Selected passage –
------------------------------
I do have a q5 available with box however, awsome and super silent


----------



## TC44

I recently received a 2.5mm balanced cable to use with my Q5 / AM3a, Monolith M570 and Sennheiser HD700.  Fortunately for me the cable fits both headphones.  I'm able to run both headphones in low gain with typical volume at 11:00 on the dial so plenty of headroom to spare.  I've had the Q5 for over two years and only used it via bluetooth and just started using it with my Chomebook via USB, it's plug and play and works well.   I perceive an improvement moving from SE to balanced with the AM3a providing better clarity and increased dynamics at normal listening levels.


----------



## TC44

SupperTime said:


> I do have a q5 available with box however, awsome and super silent


 Awesome deal for the Head-fi community.  Great portable DAC/Amp and a steal at your asking price.


----------



## rahessar

My q5 is suddenly playing sound to only right side of headphone.can please help what could be the issue.
------------------------------
Recorded data –
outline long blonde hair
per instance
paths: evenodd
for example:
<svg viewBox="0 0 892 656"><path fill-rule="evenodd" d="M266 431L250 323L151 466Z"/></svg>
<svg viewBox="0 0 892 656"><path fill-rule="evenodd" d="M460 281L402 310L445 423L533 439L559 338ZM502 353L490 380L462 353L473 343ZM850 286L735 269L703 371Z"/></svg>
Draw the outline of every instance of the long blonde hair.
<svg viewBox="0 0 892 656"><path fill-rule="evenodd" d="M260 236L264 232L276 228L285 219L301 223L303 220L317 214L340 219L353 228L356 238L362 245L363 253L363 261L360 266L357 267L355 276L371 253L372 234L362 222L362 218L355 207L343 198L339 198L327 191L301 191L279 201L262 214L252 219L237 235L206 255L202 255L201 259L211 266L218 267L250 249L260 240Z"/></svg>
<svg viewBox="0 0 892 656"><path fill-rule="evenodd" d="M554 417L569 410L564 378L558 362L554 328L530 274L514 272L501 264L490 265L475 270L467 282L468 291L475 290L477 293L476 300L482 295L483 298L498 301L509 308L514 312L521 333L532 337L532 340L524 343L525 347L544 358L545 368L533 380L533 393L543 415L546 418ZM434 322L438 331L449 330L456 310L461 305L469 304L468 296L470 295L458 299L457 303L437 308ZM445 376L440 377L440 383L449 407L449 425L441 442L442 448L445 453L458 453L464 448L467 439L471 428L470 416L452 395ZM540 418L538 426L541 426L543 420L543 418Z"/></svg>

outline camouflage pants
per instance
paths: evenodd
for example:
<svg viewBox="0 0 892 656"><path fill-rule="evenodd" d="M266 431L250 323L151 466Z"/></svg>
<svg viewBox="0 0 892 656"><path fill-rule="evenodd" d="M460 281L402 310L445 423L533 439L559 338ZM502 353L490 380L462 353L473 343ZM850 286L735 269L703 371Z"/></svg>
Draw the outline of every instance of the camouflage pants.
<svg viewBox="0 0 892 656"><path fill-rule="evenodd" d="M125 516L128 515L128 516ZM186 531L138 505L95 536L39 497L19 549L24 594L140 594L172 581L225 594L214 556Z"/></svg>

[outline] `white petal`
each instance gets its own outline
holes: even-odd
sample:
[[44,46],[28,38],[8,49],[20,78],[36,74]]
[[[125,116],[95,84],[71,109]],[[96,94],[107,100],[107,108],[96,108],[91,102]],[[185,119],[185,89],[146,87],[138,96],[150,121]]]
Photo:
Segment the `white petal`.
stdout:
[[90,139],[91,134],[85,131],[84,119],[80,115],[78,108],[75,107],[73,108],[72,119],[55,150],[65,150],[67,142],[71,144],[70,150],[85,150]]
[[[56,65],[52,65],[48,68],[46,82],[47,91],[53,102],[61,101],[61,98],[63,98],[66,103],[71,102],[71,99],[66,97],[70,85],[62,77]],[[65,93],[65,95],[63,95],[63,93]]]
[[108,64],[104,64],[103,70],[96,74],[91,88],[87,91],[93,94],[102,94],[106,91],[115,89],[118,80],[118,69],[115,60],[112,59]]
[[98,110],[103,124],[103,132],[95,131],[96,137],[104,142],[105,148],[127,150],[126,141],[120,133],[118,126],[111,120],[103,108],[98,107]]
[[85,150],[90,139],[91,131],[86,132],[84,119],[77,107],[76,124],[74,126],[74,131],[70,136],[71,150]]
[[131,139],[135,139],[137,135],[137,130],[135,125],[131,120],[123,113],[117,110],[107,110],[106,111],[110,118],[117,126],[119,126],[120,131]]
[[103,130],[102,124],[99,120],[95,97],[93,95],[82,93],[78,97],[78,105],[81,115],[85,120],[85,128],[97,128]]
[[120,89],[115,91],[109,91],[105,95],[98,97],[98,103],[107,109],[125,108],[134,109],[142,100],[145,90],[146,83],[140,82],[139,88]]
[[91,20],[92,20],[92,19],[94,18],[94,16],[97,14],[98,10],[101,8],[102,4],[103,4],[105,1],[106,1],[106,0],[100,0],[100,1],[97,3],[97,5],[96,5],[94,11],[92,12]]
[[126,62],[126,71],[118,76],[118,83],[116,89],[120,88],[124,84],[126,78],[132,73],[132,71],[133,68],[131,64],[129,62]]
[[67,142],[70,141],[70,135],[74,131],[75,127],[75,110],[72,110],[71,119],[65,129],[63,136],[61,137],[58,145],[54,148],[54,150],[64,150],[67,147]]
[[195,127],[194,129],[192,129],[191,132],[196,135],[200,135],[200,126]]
------------------------------
Exercise brief – Reproduce the entire forum thread about the Q5 word for word. The listing is separate material and is not part of the thread.

Exercise answer –
I do have a q5 available with box however, awsome and super silent


----------



## TC44

I recently received a 2.5mm balanced cable to use with my Q5 / AM3a, Monolith M570 and Sennheiser HD700.  Fortunately for me the cable fits both headphones.  I'm able to run both headphones in low gain with typical volume at 11:00 on the dial so plenty of headroom to spare.  I've had the Q5 for over two years and only used it via bluetooth and just started using it with my Chomebook via USB, it's plug and play and works well.   I perceive an improvement moving from SE to balanced with the AM3a providing better clarity and increased dynamics at normal listening levels.


----------



## TC44

SupperTime said:


> I do have a q5 available with box however, awsome and super silent


 Awesome deal for the Head-fi community.  Great portable DAC/Amp and a steal at your asking price.


----------



## rahessar

My q5 is suddenly playing sound to only right side of headphone.can please help what could be the issue.